Region pointing data:
BEGIN

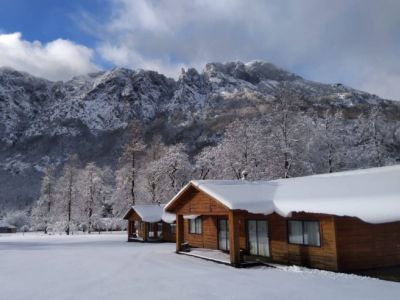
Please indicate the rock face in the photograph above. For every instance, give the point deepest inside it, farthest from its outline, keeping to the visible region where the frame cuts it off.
(43, 121)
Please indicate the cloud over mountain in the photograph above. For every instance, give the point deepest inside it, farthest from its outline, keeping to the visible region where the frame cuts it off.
(57, 60)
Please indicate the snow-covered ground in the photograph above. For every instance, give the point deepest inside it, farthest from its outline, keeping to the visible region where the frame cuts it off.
(106, 267)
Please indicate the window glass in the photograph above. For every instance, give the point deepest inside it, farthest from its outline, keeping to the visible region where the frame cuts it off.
(304, 233)
(296, 232)
(173, 228)
(252, 229)
(198, 225)
(262, 234)
(195, 225)
(311, 233)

END

[Your goal]: Set down the entries above again exactly, minus any image.

[Answer to this task]:
Please indicate the rock face in the photograph above. For every instance, give the point deepest inside it, farthest from its outline, keeping to the visible region where the frame cuts it off.
(43, 121)
Please indicate the cloud over mountain in the photograph above. For every instance, give the point deepest inside it, farthest from its outline, keeping to the visible region where the frame cuts it off.
(57, 60)
Please indicate the snow-covered ground in the photograph above. For every instance, give the point deepest inside it, farthest from its outline, keeping to the visible region where the frame cuts it off.
(106, 267)
Please indicate the window glass in the photograph above. For every instance, give the point deepest inside it, farthest from its outline, keeping to the visible region where the frame cuts it off.
(304, 233)
(296, 232)
(173, 228)
(252, 229)
(198, 225)
(262, 234)
(195, 225)
(311, 233)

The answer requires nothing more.